→ Work instruction
In the copy, every record below must appear exactly as given, and no picture may appear.
+ + + + +
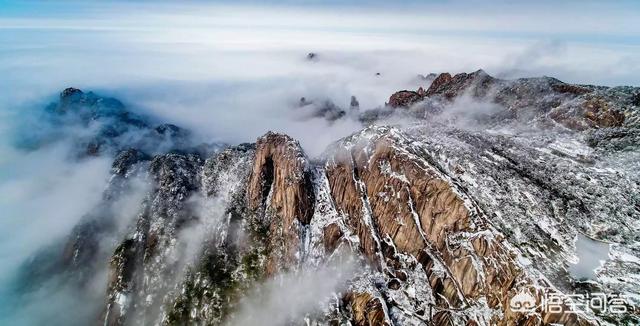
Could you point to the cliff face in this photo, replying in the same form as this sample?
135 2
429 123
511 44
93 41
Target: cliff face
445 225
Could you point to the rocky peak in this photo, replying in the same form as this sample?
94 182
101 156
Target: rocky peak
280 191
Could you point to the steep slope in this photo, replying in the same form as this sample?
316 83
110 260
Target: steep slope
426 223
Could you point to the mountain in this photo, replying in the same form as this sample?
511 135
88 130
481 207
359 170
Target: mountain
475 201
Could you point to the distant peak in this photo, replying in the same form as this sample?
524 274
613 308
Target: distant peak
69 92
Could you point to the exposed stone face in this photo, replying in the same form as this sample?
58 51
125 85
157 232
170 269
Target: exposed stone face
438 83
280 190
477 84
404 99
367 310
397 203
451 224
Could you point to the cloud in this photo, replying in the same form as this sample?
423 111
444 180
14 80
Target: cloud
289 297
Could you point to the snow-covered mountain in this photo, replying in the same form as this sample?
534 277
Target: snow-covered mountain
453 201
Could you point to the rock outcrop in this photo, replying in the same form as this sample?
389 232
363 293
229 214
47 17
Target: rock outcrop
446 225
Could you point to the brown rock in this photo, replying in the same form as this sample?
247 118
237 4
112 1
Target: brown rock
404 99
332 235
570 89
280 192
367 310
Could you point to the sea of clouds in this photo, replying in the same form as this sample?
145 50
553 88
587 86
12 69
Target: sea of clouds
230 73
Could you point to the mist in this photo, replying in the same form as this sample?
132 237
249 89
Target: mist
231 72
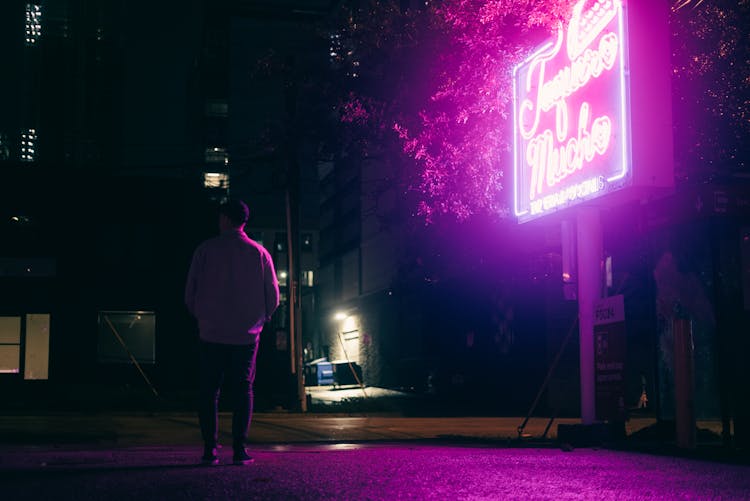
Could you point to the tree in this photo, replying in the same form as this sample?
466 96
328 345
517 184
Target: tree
+ + + + +
→ Task response
Could you point to the cliff face in this photo, replying in the same form as this sample?
135 2
429 123
511 44
93 41
Target: cliff face
445 225
Could you point to the rocky peak in this photo, replying in the same form as this sample?
94 182
101 156
Target: rocky peak
280 191
Could you point to the steep slope in this photo, replying in the same form as this sample?
316 83
110 260
Target: steep slope
426 223
Could you point to the mountain in this photo, replying in the same form as this sample?
511 135
88 130
481 207
359 170
Target: mountain
475 201
Could you point to the distant peak in this photo, replying in the same form as this sample?
524 274
613 308
Target: distant peak
69 92
Could you point to the exposed stone face in this photo, replying in the same form as this sample?
58 51
125 85
157 232
170 269
Target: exposed stone face
438 83
280 190
477 84
404 99
367 310
397 203
451 224
Could you point to the cloud in this photo, replying in the same form as this sample?
423 111
444 180
14 80
Target: cloud
289 297
Could you point to the snow-covered mountain in this photo, replying in the same form as this sample?
534 277
Target: snow-covered mountain
453 201
Could you point to the rock outcrop in this photo, replying in the same form as this sample?
389 232
363 293
229 214
47 17
Target: rock outcrop
446 225
Could you point to the brown rock in this photo, replying in the same form as this sample?
247 118
237 4
112 1
Target: brown rock
404 99
332 235
570 89
280 192
367 310
Could you point to the sea of clouds in this photo, replying in the same form as this sample?
145 50
553 88
587 86
12 69
Target: sea of clouds
230 73
Could you point to the mist in this photo, replying in the same form as this sample?
132 237
249 89
Target: mist
231 72
Could you point to the tree in this photo, replying in the same form as this sample?
466 96
328 345
517 184
Target: tree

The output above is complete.